What you have to do ▸
Under this task are some entries; return every one of them exactly.

--- start ---

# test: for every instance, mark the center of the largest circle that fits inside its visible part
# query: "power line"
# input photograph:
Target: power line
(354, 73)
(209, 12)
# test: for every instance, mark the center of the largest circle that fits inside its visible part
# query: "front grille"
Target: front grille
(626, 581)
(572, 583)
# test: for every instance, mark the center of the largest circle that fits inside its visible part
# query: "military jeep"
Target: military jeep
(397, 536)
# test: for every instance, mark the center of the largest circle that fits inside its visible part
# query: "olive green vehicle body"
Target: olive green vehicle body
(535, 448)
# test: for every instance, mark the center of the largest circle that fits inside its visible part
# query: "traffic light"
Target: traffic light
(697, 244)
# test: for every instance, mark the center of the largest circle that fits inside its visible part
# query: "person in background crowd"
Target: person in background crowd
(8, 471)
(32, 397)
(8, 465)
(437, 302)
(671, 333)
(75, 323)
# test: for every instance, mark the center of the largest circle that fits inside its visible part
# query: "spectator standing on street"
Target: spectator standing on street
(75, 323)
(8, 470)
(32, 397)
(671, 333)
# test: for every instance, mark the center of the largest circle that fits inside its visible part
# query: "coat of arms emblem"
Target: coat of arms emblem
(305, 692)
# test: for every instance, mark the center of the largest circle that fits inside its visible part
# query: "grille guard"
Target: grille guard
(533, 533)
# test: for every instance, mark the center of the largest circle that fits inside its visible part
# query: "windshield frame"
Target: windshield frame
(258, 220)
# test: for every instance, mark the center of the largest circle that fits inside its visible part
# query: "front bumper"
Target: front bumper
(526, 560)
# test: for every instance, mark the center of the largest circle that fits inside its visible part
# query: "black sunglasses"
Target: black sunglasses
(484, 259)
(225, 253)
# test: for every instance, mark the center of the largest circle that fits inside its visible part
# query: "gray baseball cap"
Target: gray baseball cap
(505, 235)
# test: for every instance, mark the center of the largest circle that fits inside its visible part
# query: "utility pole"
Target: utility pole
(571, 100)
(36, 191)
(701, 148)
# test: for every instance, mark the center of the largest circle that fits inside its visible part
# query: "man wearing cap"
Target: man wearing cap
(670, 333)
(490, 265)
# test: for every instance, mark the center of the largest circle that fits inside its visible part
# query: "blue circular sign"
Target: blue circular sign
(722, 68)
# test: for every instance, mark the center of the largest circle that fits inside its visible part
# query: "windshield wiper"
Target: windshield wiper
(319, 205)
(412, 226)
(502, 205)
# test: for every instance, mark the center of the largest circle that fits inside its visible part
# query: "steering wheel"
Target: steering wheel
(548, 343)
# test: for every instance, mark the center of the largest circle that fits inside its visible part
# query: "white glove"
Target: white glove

--- end ---

Exercise answer ▸
# test: for every instance, mark the center of the largest circle that fits inside its visible part
# query: "power line"
# input photograph:
Target: power line
(354, 73)
(209, 12)
# test: for every instance, mark the center of the largest circle that fits inside its visible part
# query: "front grille"
Target: front grille
(626, 581)
(572, 583)
# test: for every instance, mark the center of the largest circle that fits inside its visible part
# query: "military jeep"
Target: military jeep
(397, 536)
# test: for every instance, mark the center of the largest circle that fits inside its visible part
# query: "olive green vehicle body"
Target: olive green vehicle body
(535, 448)
# test: for every instance, mark the center of the largest circle that fits inside its visible part
# query: "traffic light"
Target: traffic light
(697, 244)
# test: for every instance, mark the center of the largest circle that fits inside its visible part
# query: "person in background crowd"
Target: person in background crowd
(8, 471)
(32, 397)
(8, 465)
(437, 302)
(671, 333)
(75, 323)
# test: for every instance, mark the center of the largest circle that fits inside its visible part
# query: "spectator standing on street"
Target: spectator standing on street
(75, 323)
(8, 470)
(32, 397)
(671, 333)
# test: for every instance, mark the center of the largest circle that fits inside its visible part
# query: "coat of arms emblem"
Target: coat of arms emblem
(305, 692)
# test: for every instance, mark the center of the largest circle that fits inside its visible part
# query: "grille guard"
Target: grille guard
(533, 533)
# test: for every instance, mark the center of the largest circle that fits inside its visible part
# query: "windshield frame"
Target: windshield frame
(258, 220)
# test: for every instance, mark the center of the largest circle that fits inside its visible part
# query: "front bumper"
Target: front bumper
(526, 560)
# test: for every instance, mark the center of the largest circle that fits inside its visible part
# query: "black sunglasses"
Target: black sunglasses
(484, 259)
(225, 253)
# test: for every instance, mark the center of the largest circle that fits inside its visible part
# query: "gray baseball cap"
Target: gray baseball cap
(505, 235)
# test: for every instance, mark the center of the largest circle that fits inside its visible part
# query: "utility pole"
Target: utility pole
(571, 100)
(36, 191)
(701, 148)
# test: for every instance, mark the center of the largest circle that fits inside its visible part
# query: "man wearing cap"
Target: man wearing cap
(670, 333)
(490, 265)
# test: for every instance, mark the center of the largest circle that fits inside its visible part
# query: "blue circular sign"
Target: blue circular sign
(722, 68)
# test: for every instance, mark the center of the largest circle that fits inside its visible part
# query: "windshield wiper"
Target: windshield wiper
(319, 205)
(412, 226)
(502, 205)
# test: for every instance, mark the center of the largest circle that fits inside its visible part
# query: "steering wheel"
Target: steering wheel
(548, 343)
# test: for every instance, mark the center of the largest circle that fits inside its visible part
# query: "white glove"
Target: white glove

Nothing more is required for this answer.